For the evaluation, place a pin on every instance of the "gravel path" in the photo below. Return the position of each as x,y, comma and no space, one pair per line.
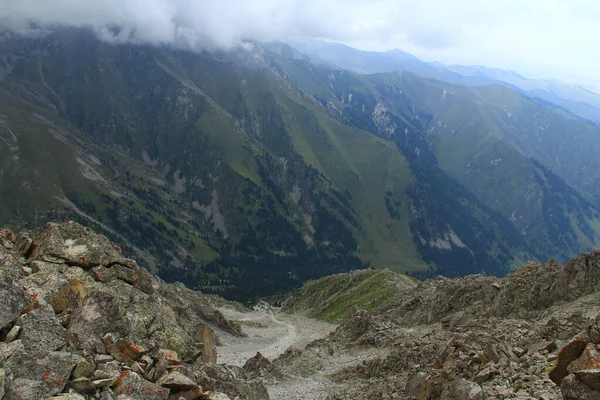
269,332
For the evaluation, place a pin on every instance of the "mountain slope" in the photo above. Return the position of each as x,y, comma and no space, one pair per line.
234,172
504,148
575,99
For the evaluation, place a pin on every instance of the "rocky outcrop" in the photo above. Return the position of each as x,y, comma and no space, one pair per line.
534,334
79,320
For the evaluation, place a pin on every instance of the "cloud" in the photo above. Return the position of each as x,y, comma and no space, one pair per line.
543,37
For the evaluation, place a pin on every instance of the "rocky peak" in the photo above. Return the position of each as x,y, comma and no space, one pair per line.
79,320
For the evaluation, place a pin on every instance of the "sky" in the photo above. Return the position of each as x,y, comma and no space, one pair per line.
538,38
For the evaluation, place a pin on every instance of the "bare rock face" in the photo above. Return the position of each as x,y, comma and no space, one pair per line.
80,321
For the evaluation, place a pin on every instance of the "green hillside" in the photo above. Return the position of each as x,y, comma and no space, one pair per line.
249,172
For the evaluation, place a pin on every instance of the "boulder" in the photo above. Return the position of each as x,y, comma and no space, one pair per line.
52,369
125,351
24,389
14,301
177,381
100,313
590,377
136,387
2,382
41,330
76,245
462,389
259,366
566,356
573,389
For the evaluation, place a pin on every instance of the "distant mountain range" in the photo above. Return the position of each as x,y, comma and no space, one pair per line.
578,100
248,172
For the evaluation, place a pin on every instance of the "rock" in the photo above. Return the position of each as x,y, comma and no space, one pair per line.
13,334
483,375
125,351
7,350
594,331
259,366
24,389
99,314
100,383
134,386
574,389
83,369
462,389
177,381
14,301
51,369
590,377
216,396
209,348
82,385
108,370
41,330
2,382
589,359
566,356
170,355
103,358
193,394
76,245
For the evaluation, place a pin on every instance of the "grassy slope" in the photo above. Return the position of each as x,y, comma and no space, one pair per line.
331,298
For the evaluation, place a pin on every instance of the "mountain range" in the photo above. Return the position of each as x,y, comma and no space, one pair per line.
250,171
577,99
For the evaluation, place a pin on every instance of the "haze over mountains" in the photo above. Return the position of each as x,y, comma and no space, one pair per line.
250,171
578,100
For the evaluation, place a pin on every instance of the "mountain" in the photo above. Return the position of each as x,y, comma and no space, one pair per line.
81,321
578,100
531,334
248,172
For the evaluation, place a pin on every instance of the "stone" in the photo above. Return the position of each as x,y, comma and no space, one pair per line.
13,334
103,358
170,355
109,370
14,301
7,350
134,386
569,353
82,385
589,359
209,348
192,394
462,389
259,366
177,381
2,382
76,245
594,331
100,383
573,389
99,314
83,369
590,377
51,369
483,375
125,351
24,389
41,330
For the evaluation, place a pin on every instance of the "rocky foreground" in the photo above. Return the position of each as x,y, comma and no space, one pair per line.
534,334
78,321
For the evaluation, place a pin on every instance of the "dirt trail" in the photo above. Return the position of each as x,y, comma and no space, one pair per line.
269,332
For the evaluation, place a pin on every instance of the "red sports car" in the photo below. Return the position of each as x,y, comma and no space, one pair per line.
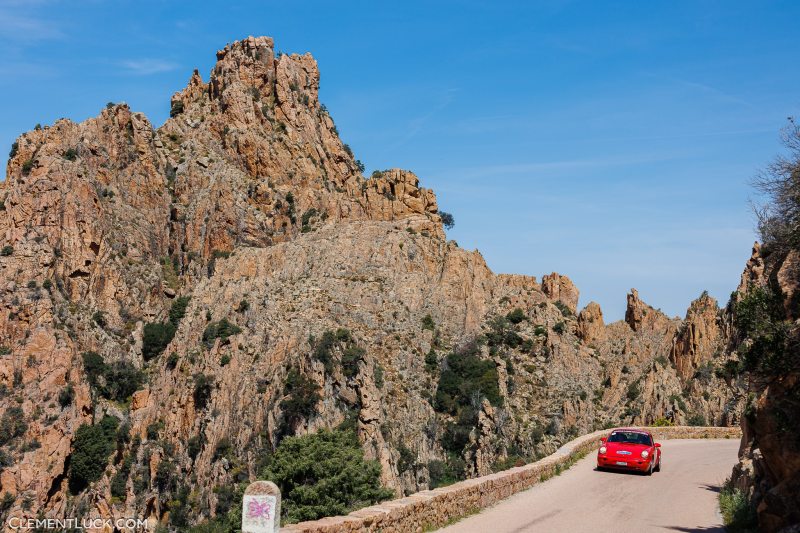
629,449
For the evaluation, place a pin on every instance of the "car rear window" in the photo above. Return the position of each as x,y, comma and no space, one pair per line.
631,437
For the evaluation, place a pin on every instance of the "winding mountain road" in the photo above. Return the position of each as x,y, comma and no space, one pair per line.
682,497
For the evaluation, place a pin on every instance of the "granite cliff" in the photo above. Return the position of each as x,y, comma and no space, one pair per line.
192,279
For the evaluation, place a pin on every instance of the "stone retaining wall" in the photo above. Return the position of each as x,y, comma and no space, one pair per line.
430,509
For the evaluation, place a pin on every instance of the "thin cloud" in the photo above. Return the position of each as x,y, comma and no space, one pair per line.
416,124
25,28
545,166
148,66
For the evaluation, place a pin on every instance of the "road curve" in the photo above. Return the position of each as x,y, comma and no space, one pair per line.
682,497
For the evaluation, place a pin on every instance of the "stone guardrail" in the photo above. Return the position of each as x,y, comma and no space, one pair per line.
430,509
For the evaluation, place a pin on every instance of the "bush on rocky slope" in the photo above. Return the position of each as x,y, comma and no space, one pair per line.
90,451
324,474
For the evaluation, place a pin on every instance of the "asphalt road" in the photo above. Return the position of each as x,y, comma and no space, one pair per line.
682,497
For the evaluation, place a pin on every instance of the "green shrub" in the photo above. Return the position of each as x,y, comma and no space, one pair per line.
448,221
340,341
12,425
115,381
223,449
157,336
634,391
516,316
760,317
566,312
466,375
501,333
203,386
219,330
407,460
324,474
194,445
443,473
738,512
66,396
178,309
176,109
90,451
377,375
431,361
300,402
696,420
350,359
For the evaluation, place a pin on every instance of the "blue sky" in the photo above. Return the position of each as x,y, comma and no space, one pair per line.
609,141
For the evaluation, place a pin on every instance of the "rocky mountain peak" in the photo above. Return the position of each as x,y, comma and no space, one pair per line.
236,256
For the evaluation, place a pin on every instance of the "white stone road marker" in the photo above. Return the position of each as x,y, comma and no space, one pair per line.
261,508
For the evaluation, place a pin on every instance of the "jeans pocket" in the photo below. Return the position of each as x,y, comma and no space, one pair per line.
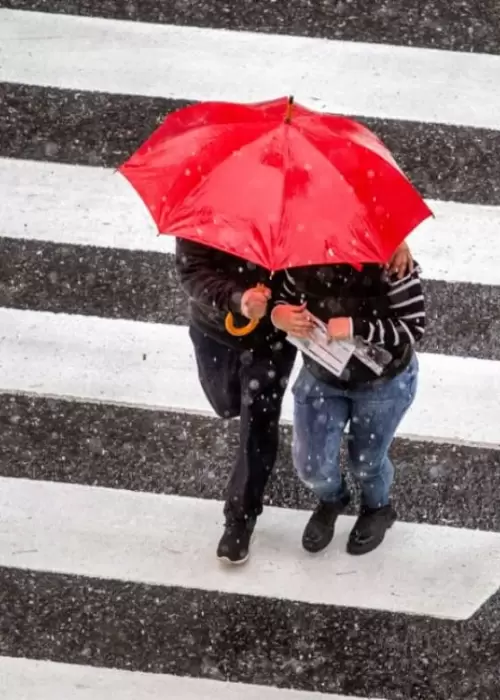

▸ SET EXERCISE: Count how many lines of the entries contain the word "rocky", and give only that number.

▸ RESPONSE: 5